--- start of Quoted passage ---

# My Clip Evolution



## Ironwood (Mar 27, 2020)

I have a few kit less pens under my belt now, but definitely still refining the looks and how I do things.
One aspect of my pen making that is on an evolving curve is my clips. I have been using stainless steel for the clips I make, due to availability, looks, and durability.

My latest clip is this one ( the cap still has some sanding marks visible that will be fixed up today  )
The end of the piece of stainless I was using already had a curve bent into it, so I decided to leave this curve in the clip and see how it looked on the pen.
The pen I made the day before  has the bends/profile that I have been using recently. I have also added pics of some earlier pens with different bends/profiles.
There are many older clips with cruder design, that I won't bother adding.
I am interested to hear other peoples thoughts on what they like, or think looks better, and how I could improve. Fire away .

Please excuse the lint and spots on the pens, I didn't clean them properly for these hastily taken photos.

#1- the latest clip





#2- the previous days clip




#3- Autumn's clip




#4- Rosewood and Red's clip




#5- Blue and White's clip




#6- group portrait


----------



## hokie (Mar 28, 2020)

I love the bends in the clip on the black cap. Very natural looking and doesn't protrude as much as some of the others.

What gauge and alloy of stainless do you use? Do they maintain good "springiness" without bending out of shape?


----------



## Ironwood (Mar 28, 2020)

hokie said:


> I love the bends in the clip on the black cap. Very natural looking and doesn't protrude as much as some of the others.
> 
> What gauge and alloy of stainless do you use? Do they maintain good "springiness" without bending out of shape?


Thanks Hokie.
I get my stainless from secondhand hose clamps that I repurpose. The ones I get are industrial type for clamping large ducting pipes. Not sure what grade it is, but its definitely on the harder end of the scale. I have looked at smaller stainless hose clamps that would be used on the radiator  hoses on your car, but they seem to be softer and less springy. I use thicknesses from 0.7mm to 1.2mm ( 0.028" to 0.048" )


----------



## magpens (Mar 28, 2020)

--- end of Quoted passage ---

Short problem:
Continue the forum thread about making stainless steel pen clips from the point where it stops. The data that comes after this thread plays no part in the work here.

--- start of Supplied information ---

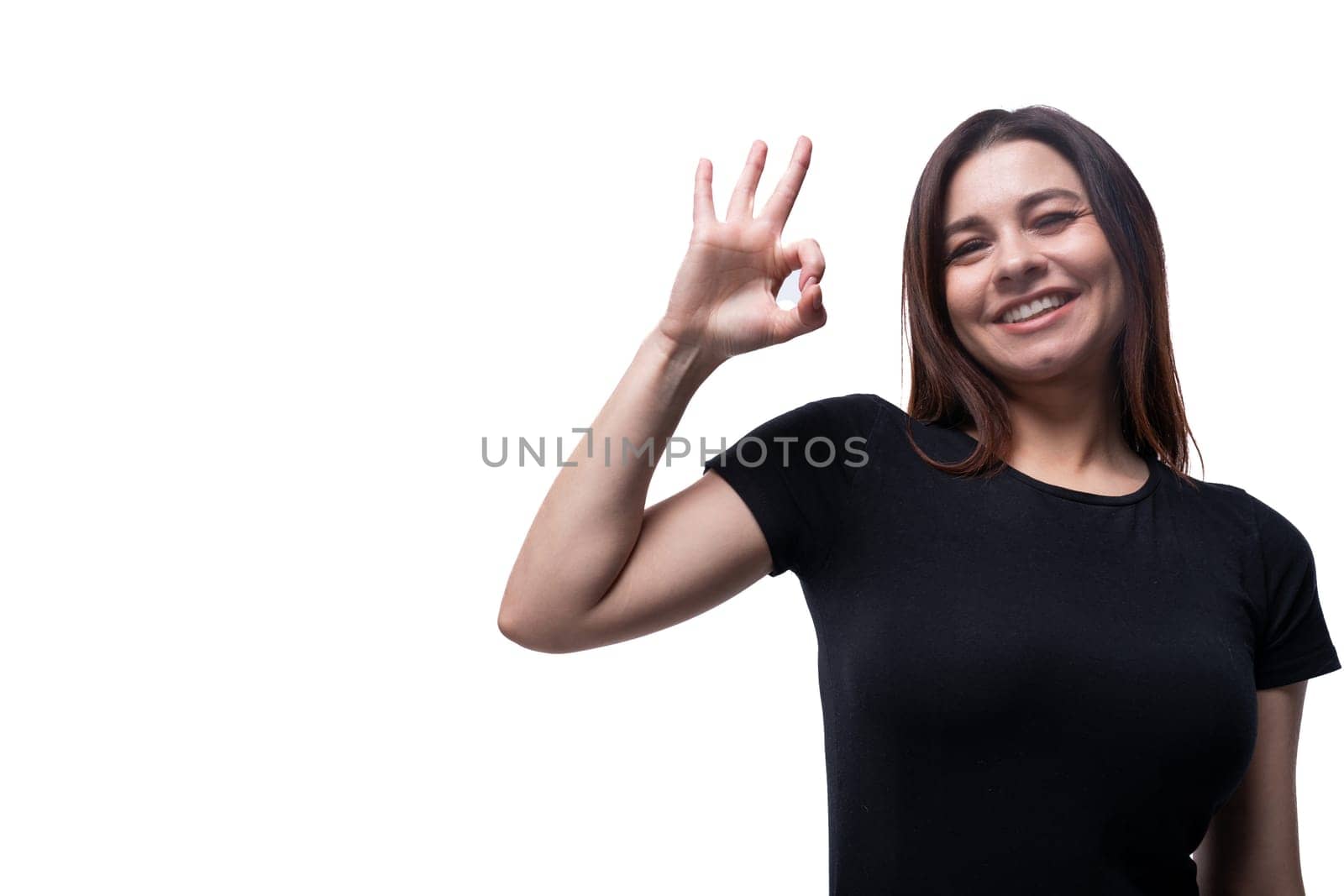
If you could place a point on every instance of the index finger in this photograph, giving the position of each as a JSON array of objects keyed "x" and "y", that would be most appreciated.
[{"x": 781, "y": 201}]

--- end of Supplied information ---
--- start of Supplied information ---

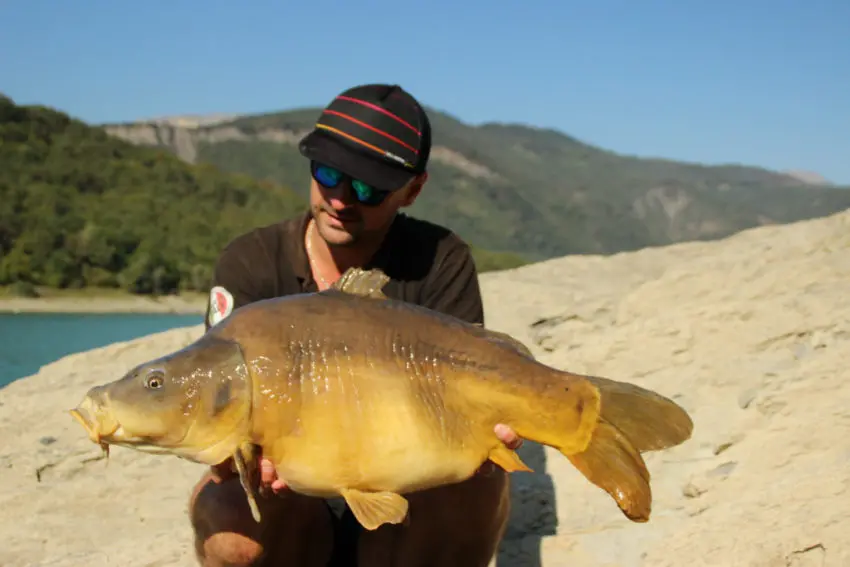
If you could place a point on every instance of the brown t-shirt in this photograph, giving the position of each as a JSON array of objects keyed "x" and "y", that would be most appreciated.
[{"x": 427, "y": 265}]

--- end of Supplied information ---

The response:
I like "Blue and White's" clip the best. . It has more "character" than the others.

The 3 to the left look like neckties to me !!  (And in keeping with other Aussies, I am not a fan of neckties !)
The clip on "Rosewood and Red" is a bit too wide for my liking

All very nicely done, mind you.

Overall, very nice work, Brad !!!


----------



## Ironwood (Mar 28, 2020)

Thanks for your thoughts Mal. Definitely no necktie fans in my neck of the woods, I can only recall 2 occasions I have worn one, and I had it off well before the end of the night.

In the portrait photo, Blue an White has the most refined shape, more work than the others, not an issue though when searching for the best shape. But what about it’s profile from the side compared to the others ?


----------



## magpens (Mar 28, 2020)

@Ironwood



Ironwood said:


> In the portrait photo, Blue an White has the most refined shape, more work than the others, not an issue though when searching for the best shape. But what about it’s profile from the side compared to the others ?



Brad, for the side profile, I like "Autumn's" the best ... a quite low profile ... should be possible to do that to the "Blue and White" ... yes ?


----------



## Ironwood (Mar 28, 2020)

magpens said:


> @Ironwood
> 
> 
> 
> ... yes ?


Yes, anything’s possible when you roll your own


----------



## Danie Maartens (Mar 28, 2020)

I like the side profile of number one. Thanks for showing and telling us how you make your clips. I also tried to make one from a hose clamp, took me a couple of hours to make. Still trying to work out best tools to use.. Shape not as refined  as yours but will keep trying to improve. The hose clamp steel is quite springy and keeps its shape.


----------



## Ironwood (Mar 28, 2020)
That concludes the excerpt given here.